STATED EXERCISE: Lines from the one containing "If you could tag each instance of the white edge" through the end of the data are to be returned exactly, and no others.

THE DATA:
* start *
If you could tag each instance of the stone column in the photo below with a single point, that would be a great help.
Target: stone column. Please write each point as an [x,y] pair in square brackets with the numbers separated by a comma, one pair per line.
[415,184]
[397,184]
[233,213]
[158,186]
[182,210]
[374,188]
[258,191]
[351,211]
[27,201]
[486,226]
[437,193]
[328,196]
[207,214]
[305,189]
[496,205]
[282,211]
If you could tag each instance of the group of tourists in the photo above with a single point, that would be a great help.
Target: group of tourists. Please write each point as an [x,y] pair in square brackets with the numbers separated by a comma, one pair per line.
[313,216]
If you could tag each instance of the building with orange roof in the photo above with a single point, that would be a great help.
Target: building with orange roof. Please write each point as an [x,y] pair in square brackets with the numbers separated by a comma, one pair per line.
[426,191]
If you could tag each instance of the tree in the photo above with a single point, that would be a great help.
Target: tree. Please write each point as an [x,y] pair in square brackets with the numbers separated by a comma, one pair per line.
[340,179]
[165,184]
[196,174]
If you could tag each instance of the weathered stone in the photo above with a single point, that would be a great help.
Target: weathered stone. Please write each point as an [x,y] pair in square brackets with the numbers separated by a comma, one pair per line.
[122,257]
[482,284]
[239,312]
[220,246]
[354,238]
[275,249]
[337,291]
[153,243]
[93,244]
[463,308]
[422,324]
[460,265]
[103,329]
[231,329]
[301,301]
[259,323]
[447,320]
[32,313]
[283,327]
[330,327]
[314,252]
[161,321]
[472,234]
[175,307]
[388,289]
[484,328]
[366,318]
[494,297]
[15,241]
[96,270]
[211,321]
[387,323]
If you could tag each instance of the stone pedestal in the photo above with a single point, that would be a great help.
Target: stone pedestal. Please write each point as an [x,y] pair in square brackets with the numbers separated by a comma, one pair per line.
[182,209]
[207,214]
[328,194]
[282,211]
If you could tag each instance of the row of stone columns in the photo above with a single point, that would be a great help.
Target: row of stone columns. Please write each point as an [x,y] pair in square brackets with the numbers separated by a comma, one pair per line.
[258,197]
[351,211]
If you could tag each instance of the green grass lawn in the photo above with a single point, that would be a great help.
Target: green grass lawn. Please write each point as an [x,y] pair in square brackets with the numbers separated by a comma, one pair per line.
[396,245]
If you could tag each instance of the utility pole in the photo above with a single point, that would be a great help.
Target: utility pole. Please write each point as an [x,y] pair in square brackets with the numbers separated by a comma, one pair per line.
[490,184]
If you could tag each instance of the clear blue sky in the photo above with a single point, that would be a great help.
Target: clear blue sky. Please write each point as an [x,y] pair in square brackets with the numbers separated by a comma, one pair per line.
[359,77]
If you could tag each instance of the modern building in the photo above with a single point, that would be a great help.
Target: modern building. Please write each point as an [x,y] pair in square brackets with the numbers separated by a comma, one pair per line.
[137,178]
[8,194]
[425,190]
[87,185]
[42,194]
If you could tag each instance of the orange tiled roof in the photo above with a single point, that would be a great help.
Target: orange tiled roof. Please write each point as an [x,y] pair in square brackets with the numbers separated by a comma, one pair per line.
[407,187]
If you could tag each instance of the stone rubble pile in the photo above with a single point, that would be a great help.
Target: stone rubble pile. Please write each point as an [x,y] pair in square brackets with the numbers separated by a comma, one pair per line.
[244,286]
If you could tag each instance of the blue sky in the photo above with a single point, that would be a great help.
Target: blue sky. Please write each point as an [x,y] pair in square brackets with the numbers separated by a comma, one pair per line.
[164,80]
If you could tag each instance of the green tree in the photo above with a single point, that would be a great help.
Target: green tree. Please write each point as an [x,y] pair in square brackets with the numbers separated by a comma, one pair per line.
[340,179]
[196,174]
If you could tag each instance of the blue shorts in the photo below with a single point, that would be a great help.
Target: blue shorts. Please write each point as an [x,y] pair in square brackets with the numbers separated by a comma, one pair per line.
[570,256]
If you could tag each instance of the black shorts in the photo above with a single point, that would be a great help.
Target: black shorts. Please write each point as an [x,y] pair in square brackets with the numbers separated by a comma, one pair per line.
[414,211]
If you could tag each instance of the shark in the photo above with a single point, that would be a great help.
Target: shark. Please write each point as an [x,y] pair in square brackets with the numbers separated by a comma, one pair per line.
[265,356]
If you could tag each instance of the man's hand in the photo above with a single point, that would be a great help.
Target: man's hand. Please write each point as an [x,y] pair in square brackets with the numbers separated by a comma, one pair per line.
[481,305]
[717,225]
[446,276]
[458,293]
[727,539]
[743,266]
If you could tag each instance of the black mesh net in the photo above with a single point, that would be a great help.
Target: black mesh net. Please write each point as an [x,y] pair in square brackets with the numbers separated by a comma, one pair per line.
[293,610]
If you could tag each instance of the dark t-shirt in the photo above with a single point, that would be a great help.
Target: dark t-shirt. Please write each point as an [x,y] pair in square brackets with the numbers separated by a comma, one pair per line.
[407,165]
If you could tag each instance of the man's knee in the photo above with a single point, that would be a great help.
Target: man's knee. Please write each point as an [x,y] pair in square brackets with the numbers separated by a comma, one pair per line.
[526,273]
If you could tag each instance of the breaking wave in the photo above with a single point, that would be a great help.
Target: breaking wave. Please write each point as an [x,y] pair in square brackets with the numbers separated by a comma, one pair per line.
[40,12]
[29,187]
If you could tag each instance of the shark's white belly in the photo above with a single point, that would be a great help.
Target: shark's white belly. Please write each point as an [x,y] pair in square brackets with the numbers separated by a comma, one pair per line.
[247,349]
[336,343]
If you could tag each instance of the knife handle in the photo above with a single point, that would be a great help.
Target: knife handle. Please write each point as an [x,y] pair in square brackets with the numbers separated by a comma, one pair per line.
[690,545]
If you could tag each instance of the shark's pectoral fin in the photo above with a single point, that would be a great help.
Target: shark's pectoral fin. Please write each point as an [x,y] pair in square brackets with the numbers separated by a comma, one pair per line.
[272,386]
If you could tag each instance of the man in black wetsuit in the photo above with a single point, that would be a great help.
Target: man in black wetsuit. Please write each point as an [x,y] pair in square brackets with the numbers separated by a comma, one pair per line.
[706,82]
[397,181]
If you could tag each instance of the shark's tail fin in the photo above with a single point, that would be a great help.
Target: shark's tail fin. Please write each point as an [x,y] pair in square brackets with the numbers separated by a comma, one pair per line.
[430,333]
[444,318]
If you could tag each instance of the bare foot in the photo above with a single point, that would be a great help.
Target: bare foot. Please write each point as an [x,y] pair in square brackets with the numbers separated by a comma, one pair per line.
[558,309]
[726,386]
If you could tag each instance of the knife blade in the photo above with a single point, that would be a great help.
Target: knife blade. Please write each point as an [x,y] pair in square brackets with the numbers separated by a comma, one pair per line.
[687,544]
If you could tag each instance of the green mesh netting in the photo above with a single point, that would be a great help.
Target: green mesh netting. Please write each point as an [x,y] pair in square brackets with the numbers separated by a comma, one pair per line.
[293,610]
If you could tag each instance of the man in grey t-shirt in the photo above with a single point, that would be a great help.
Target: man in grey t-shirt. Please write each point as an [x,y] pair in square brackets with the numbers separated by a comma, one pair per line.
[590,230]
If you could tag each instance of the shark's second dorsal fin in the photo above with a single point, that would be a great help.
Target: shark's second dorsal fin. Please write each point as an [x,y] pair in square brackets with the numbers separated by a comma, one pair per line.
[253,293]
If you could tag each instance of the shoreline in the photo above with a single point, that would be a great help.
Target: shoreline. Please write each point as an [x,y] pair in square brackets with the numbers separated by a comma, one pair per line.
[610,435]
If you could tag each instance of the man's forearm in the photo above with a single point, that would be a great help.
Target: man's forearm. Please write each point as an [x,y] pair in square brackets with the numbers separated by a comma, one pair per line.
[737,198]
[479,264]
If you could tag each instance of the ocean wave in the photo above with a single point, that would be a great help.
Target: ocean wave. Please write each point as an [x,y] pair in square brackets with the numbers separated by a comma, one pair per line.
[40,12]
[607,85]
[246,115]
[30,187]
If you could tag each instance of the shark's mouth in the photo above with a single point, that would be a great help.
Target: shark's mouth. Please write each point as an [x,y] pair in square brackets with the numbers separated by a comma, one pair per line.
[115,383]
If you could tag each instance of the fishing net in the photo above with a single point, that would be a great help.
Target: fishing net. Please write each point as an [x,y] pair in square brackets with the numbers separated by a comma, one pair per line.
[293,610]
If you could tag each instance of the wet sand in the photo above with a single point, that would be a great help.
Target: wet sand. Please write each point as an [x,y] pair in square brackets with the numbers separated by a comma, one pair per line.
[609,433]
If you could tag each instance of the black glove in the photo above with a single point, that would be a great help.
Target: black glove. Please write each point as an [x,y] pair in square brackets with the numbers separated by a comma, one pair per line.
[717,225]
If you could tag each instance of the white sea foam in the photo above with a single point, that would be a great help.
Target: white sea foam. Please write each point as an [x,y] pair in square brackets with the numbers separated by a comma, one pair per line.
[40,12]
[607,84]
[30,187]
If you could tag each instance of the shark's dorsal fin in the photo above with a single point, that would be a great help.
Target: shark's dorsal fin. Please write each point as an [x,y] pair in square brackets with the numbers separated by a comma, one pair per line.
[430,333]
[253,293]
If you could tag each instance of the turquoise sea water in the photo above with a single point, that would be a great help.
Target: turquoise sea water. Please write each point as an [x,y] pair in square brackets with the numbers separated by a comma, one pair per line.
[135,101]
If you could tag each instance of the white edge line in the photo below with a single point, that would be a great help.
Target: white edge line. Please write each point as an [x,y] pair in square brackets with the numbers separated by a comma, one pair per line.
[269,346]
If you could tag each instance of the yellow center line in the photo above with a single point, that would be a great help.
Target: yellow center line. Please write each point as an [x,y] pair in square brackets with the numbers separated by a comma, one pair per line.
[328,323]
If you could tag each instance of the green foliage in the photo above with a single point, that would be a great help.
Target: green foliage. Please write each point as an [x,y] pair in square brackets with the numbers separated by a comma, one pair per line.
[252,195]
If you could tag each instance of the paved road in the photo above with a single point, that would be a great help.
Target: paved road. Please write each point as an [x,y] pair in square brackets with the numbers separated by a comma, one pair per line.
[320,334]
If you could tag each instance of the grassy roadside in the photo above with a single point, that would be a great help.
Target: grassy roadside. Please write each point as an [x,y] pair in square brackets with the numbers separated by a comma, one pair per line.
* end *
RESPONSE:
If you could tag each instance of the white edge line in the photo below with a single point, that would be a great help.
Target: white edge line. Please write each point as an [x,y] pair in square brackets with the numbers separated by a comma, one pair per line.
[269,346]
If you could tag each instance of the yellow center line in the photo above with a single point, that would be a great help.
Target: yellow center line. Please write each point as an [x,y] pair in square brackets with the numbers separated by a comma, one pair per line.
[328,323]
If you could tag each instance of the green foliage in the photo above with a single point, that would be a great help.
Target: green foliage. Please write each point as an [x,y] pair in square brackets with the numbers separated by a comma, one pair per line.
[252,195]
If you could tag each instance of the paved road in the photo above with a single point, that would be a great help.
Target: paved road. Please write each point as an [x,y] pair in square brackets with the numbers separated by a comma, one pair per line.
[320,334]
If you could tag each instance of the grassy roadside in the photo above with a single point, that would be a great help.
Target: grassy roadside. Please write each point as an [x,y] pair in square brackets with the numbers separated by a comma, one pair per line.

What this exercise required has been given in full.